■ **Extrait**:
────────────────────────────────────────
Cystadénome mucineux
Il s’agit de tumeurs survenant quasi exclusivement chez la femme (95 %), diagnostiquées vers la 4e ou 5e décennie, dans la moitié des cas sur des symptômes [17][24]. Ces tumeurs touchent quasi exclusivement le pancréas caudal et ont un aspect en imagerie caractéristique (Figure S13-P1-C7-6), le plus souvent encapsulé, monokystique, associé à des calcifications centrales. Ces lésions ne communiquent pas avec le canal de Wirsung, mais ont un potentiel de dégénérescence certain, en particulier lorsqu’elles font plus de 4 cm. Une exérèse pancréatique est la règle devant tout cystadénome mucineux.
Tumeurs intrapapillaires et mucineuses du pancréas (TIPMP) (Voir aussi Chapitre S13-P01-C06)
────────────────────────────────────────
■ **Données enregistrées**:
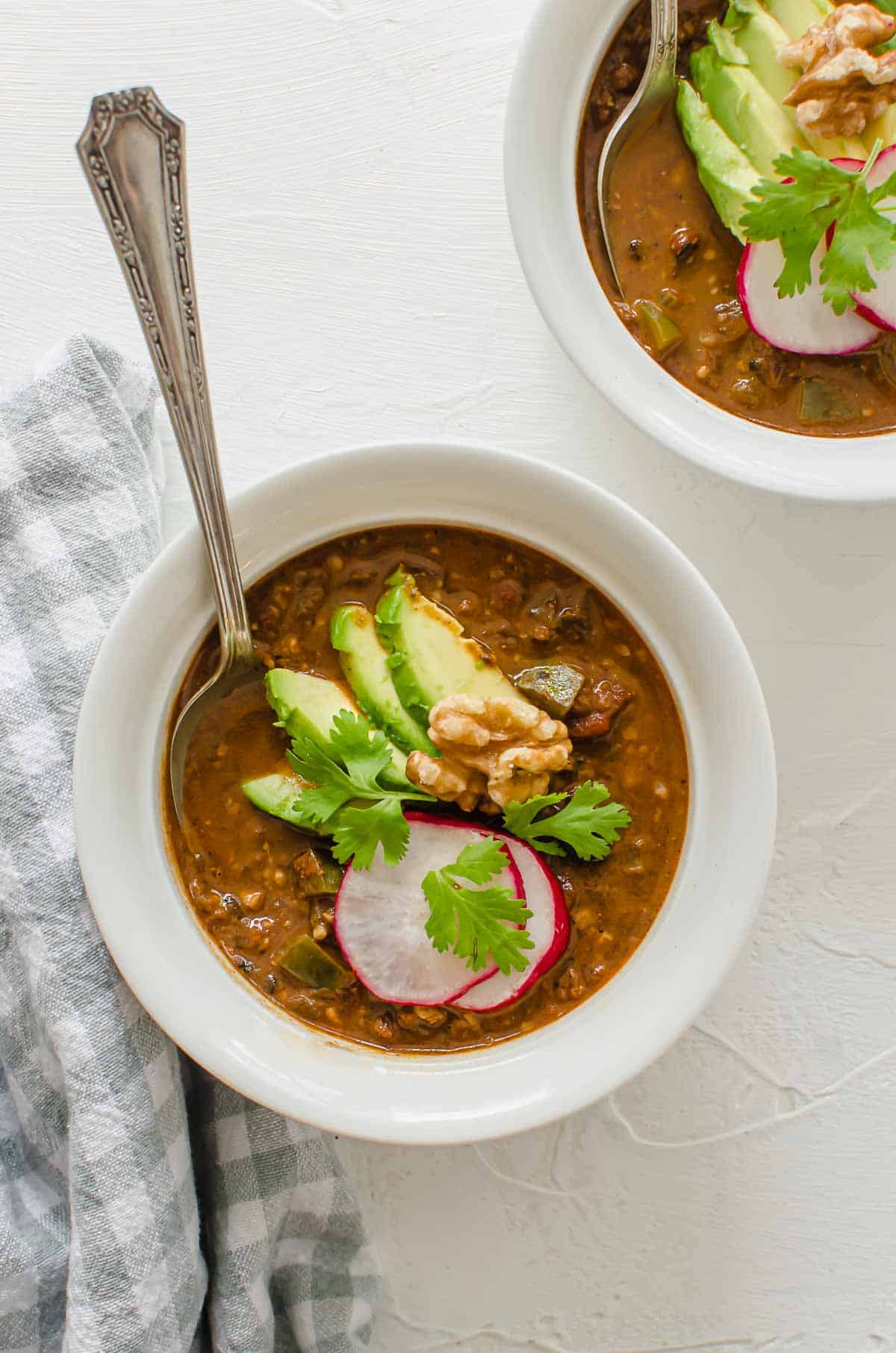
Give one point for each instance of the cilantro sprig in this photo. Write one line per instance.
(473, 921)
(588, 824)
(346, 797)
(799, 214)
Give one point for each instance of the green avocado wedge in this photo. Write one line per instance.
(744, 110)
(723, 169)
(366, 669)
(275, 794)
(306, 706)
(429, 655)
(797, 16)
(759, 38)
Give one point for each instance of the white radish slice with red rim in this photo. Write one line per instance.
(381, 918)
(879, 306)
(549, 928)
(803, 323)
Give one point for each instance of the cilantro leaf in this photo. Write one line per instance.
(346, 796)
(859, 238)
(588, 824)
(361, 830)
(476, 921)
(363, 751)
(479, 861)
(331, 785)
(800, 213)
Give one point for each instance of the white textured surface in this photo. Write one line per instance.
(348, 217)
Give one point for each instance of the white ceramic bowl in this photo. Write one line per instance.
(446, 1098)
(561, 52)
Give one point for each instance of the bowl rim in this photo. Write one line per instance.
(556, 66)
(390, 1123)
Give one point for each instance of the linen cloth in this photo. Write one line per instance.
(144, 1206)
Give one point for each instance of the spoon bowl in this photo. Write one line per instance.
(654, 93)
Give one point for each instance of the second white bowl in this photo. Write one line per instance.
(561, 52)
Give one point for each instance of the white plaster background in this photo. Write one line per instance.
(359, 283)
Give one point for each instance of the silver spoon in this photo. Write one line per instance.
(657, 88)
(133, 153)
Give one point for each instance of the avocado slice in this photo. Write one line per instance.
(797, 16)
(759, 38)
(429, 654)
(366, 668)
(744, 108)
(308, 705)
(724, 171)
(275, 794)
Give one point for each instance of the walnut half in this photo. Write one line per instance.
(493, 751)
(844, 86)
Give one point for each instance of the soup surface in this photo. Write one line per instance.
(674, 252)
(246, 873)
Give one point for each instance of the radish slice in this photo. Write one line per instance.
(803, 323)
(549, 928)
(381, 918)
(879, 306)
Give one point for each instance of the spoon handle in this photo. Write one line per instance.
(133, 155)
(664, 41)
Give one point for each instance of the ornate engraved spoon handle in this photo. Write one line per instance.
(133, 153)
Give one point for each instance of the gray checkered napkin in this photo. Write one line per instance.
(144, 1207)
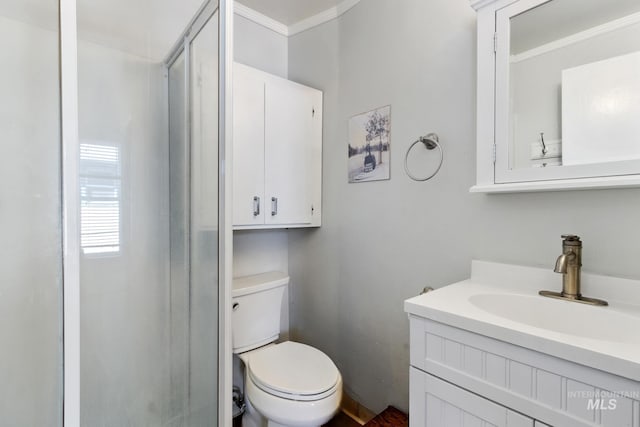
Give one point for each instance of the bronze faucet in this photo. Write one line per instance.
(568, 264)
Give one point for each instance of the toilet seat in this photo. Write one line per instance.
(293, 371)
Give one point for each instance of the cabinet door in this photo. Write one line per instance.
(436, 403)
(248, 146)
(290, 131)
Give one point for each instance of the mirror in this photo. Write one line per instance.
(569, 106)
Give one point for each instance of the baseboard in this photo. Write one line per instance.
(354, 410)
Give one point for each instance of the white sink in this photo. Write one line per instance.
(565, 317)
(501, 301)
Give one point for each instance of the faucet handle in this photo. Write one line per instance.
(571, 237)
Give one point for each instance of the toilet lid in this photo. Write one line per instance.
────────────────────────────────────────
■ **Exercices à faire**:
1. Selon l'extrait sur le cystadénome mucineux, au-delà de quelle taille le potentiel de dégénérescence de ces lésions est-il particulièrement marqué ?
2. Traduisez en anglais la phrase suivante de l'extrait sur le cystadénome mucineux : « Une exérèse pancréatique est la règle devant tout cystadénome mucineux. »
3. Reprenez l'extrait sur le cystadénome mucineux là où il s'arrête et rédigez-en la suite.

■ **Réponses par exercice**:
1. Au-delà de 4 cm.

2. Pancreatic resection is the rule for any mucinous cystadenoma.

3.
Ce sont les tumeurs pancréatiques dont la connaissance et la prise en charge ont probablement le plus progressé au cours des quinze dernières années [22]. Elles correspondent à une prolifération tumorale intracanalaire, par définition de taille supérieure à 1 cm, pouvant évoluer à terme vers un adénocarcinome pancréatique selon une séquence « dysplasie de grade croissant-carcinome » avec un risque compris entre 10 % (canal secondaire) et 50 % (canal principal) selon la topographie de l’atteinte canalaire. Ces tumeurs sont très hétérogènes. Elles peuvent toucher le canal principal et/ou les canaux secondaires et peuvent être uniloculaires ou diffuses. Elles entraînent une production exagérée de mucine, conduisant à la distension des canaux et à la kystisation tumorale. Le diagnostic positif et topographique de ces tumeurs repose sur la TDM, mais principalement la cholangio-pancréato-IRM (Figure S13-P1-C7-7) et l’écho-endoscopie. Histologiquement, elles correspondent à une prolifération papillaire de l’épithélium des canaux pancréatiques dont on distingue quatre sous-types selon le phénotype histologique et immuno-histo-chimique : pancréatobiliaire, gastrique, intestinal, oncocytique. Les indications chirurgicales sont aujourd’hui sélectives en fonction des symptômes, de la localisation et de la taille des lésions qui permettent d’apprécier le risque de dégénérescence.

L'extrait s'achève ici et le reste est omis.